-- TASK REQUIREMENTS --
Give the number of lines in the records below that contain the word "tall". State only that number.

-- MATERIAL FOR THIS TASK --

Content starts

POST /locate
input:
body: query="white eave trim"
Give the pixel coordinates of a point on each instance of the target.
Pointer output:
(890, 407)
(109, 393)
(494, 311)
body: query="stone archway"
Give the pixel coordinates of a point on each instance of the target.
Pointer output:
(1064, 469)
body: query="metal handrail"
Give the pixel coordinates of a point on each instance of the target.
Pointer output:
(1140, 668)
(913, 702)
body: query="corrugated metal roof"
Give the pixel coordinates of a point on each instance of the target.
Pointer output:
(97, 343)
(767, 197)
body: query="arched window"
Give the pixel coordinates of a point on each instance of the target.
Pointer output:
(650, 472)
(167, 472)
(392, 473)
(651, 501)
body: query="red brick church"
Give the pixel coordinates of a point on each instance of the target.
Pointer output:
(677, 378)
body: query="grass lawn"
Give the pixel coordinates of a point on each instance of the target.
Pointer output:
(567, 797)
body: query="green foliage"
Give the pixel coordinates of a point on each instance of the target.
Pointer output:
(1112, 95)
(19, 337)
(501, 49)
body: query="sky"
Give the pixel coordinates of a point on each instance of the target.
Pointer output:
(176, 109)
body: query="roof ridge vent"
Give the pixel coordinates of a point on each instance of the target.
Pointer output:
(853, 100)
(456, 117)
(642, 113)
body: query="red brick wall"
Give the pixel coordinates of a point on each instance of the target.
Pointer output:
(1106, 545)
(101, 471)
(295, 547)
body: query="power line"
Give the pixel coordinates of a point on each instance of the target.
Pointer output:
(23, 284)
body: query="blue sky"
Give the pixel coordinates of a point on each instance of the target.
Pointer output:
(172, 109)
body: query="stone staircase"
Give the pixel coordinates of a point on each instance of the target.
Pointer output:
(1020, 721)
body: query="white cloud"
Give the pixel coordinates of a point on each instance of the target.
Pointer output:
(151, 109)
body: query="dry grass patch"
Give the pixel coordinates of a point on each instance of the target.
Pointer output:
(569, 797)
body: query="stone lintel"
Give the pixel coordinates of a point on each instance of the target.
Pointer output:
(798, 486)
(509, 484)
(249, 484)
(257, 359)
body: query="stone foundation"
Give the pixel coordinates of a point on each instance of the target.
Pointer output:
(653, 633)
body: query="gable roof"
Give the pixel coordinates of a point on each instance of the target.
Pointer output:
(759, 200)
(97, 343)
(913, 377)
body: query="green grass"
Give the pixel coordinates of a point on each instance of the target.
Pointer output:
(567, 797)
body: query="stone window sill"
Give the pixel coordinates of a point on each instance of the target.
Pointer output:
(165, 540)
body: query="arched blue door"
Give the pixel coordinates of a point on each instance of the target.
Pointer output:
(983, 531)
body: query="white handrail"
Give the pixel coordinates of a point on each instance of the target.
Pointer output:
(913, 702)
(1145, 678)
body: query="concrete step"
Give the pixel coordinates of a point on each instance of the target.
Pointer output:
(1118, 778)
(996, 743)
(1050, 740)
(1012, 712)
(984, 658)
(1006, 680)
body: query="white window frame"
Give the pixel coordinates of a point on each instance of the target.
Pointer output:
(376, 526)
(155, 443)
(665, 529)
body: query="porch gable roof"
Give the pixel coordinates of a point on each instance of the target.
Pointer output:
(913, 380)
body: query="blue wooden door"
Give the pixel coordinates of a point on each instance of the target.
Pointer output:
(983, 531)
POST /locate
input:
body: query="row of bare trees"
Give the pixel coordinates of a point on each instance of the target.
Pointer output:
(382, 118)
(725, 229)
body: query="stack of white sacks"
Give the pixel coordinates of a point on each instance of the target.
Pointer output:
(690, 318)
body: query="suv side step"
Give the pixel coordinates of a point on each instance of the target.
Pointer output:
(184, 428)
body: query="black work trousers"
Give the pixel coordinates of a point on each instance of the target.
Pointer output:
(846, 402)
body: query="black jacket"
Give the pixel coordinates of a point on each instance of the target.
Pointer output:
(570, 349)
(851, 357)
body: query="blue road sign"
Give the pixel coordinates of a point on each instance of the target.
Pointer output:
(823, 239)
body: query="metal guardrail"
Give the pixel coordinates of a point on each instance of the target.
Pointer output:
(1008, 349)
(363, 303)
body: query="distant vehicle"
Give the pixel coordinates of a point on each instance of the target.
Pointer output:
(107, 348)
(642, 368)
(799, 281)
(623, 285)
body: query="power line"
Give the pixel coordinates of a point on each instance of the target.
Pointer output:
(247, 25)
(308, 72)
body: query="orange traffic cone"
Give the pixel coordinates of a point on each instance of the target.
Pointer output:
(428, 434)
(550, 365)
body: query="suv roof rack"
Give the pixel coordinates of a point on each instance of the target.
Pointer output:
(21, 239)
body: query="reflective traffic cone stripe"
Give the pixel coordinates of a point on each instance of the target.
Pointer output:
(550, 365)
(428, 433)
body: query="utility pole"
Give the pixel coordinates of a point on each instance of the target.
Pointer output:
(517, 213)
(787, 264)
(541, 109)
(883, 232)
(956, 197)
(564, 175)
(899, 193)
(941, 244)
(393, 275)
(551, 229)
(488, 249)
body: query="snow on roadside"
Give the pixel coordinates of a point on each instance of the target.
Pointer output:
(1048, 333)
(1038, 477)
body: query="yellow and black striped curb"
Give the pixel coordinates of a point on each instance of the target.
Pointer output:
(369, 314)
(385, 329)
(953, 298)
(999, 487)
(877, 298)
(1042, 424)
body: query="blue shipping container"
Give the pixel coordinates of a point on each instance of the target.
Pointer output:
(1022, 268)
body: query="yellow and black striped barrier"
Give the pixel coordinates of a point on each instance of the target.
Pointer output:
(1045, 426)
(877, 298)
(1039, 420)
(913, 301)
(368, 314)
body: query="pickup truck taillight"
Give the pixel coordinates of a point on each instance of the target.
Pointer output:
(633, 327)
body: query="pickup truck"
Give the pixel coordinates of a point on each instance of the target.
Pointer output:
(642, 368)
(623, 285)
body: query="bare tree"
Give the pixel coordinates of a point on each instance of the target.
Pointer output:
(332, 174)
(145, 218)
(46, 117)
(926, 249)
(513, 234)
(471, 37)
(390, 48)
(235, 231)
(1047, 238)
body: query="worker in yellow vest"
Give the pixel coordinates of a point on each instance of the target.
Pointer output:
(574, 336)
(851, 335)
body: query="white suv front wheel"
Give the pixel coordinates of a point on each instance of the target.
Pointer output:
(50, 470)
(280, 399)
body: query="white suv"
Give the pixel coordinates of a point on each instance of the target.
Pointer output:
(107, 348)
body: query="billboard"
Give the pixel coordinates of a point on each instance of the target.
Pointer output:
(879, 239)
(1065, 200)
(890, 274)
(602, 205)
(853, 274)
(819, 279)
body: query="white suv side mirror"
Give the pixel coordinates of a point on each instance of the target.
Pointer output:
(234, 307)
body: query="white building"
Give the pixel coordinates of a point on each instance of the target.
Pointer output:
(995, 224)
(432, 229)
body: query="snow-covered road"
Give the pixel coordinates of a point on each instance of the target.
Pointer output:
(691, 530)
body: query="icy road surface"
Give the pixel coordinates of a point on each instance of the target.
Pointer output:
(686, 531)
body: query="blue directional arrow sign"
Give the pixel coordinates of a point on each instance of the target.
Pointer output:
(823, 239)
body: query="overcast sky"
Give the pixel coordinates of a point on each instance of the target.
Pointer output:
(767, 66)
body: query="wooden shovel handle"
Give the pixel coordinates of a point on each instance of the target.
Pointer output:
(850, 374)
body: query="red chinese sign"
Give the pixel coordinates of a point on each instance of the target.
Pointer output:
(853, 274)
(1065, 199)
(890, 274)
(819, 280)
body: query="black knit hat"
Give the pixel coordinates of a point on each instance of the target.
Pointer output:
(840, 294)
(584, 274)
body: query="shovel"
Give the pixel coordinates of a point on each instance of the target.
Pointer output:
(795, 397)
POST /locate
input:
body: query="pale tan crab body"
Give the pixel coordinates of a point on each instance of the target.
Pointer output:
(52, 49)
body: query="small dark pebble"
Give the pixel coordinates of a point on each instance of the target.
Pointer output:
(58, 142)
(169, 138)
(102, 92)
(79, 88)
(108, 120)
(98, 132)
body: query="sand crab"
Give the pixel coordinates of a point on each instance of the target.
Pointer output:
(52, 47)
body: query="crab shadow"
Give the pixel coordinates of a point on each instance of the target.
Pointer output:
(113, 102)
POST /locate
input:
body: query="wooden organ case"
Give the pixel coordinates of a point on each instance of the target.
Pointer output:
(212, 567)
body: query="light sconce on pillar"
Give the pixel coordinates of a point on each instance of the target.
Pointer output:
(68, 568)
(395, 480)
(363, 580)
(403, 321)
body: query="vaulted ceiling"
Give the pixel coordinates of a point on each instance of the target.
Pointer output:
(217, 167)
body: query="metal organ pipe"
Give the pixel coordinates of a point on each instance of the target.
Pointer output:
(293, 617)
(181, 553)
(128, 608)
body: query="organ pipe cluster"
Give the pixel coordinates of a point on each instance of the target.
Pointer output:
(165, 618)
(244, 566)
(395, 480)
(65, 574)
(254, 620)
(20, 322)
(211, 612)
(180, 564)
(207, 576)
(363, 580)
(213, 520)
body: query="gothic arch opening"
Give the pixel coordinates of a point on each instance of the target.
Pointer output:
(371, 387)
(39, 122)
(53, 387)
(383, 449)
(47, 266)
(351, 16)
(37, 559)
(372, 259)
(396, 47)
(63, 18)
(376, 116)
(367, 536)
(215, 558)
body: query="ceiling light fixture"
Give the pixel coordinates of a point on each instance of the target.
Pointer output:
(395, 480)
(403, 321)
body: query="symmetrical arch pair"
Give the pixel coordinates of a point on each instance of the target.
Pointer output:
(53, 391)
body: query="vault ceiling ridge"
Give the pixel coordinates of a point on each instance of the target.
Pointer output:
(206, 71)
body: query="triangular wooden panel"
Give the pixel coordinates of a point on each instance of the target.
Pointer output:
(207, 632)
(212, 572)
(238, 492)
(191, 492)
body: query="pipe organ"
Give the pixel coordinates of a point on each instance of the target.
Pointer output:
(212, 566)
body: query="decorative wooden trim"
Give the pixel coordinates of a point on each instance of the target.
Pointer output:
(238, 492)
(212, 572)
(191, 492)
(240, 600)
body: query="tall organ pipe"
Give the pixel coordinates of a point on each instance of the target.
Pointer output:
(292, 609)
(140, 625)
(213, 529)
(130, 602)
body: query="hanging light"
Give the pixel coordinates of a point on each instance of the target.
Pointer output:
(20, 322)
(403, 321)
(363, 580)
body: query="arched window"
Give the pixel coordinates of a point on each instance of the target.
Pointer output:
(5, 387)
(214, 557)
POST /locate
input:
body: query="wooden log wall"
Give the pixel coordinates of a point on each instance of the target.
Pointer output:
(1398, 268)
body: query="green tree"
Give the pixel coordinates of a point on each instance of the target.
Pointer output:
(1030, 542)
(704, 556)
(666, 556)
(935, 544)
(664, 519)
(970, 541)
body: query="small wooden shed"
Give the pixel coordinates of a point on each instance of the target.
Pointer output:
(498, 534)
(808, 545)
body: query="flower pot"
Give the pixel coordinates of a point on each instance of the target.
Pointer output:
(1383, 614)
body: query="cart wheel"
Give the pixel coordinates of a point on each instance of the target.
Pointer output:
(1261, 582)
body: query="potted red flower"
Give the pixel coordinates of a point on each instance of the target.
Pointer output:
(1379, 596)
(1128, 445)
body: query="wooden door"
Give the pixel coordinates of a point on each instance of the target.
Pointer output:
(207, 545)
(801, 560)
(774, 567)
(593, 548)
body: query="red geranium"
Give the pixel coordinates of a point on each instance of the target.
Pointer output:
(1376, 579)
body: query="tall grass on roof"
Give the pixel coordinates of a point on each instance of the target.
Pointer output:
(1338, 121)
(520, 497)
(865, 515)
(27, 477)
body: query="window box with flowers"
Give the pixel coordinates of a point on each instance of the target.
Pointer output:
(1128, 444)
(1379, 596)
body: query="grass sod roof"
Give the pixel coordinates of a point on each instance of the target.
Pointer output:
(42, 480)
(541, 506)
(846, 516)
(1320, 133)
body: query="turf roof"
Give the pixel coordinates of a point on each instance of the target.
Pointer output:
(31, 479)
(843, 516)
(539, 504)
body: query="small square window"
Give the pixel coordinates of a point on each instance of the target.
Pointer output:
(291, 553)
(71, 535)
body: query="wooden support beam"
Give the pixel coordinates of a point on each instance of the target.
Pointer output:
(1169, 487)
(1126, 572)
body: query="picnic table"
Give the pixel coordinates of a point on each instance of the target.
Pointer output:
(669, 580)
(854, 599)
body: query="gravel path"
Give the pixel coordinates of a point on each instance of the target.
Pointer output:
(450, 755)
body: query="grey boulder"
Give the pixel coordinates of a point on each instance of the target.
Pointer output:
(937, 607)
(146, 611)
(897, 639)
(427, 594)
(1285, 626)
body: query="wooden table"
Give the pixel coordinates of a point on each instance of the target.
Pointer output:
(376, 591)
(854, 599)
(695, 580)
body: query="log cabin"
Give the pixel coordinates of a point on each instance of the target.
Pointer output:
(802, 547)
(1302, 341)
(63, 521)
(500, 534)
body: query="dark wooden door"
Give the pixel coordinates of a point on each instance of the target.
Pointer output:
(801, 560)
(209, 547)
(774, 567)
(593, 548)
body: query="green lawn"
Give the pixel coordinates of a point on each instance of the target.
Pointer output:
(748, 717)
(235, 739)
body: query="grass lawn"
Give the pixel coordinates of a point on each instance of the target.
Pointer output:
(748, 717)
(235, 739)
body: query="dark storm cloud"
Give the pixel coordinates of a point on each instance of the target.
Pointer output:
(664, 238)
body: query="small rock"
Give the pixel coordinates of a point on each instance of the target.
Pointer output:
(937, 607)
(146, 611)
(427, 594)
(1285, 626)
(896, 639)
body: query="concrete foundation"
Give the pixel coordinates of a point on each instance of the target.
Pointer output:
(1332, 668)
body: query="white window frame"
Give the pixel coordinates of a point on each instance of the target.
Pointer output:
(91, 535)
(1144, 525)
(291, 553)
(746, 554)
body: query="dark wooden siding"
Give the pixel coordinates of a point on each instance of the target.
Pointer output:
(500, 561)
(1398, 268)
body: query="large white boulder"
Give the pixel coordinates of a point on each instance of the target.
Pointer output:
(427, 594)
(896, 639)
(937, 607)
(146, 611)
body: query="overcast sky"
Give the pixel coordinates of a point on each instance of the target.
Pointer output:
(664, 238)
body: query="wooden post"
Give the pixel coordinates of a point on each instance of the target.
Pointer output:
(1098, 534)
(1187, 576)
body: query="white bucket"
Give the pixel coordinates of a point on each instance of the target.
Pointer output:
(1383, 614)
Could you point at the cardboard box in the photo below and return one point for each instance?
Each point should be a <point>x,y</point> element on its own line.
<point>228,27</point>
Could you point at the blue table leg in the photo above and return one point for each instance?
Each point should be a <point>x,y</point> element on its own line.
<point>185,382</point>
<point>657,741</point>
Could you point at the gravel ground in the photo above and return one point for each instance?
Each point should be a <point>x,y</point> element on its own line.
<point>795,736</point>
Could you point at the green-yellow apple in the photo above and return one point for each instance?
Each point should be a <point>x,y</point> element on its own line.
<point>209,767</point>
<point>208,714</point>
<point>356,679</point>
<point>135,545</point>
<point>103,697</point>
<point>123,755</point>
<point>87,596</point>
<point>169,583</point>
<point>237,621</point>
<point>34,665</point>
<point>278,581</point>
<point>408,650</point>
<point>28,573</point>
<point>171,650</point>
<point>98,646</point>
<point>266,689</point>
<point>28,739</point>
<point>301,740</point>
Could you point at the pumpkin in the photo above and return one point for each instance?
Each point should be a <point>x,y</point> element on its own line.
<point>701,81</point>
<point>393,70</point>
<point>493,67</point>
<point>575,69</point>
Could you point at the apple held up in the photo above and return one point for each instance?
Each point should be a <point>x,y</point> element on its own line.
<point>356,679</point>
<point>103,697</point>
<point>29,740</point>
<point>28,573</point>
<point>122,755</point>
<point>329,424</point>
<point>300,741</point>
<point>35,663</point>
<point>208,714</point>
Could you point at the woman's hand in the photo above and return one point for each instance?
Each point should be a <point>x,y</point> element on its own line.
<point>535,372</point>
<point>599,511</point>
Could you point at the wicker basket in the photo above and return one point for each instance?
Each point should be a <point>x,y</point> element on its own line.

Content ends

-- SOLVED PROBLEM --
2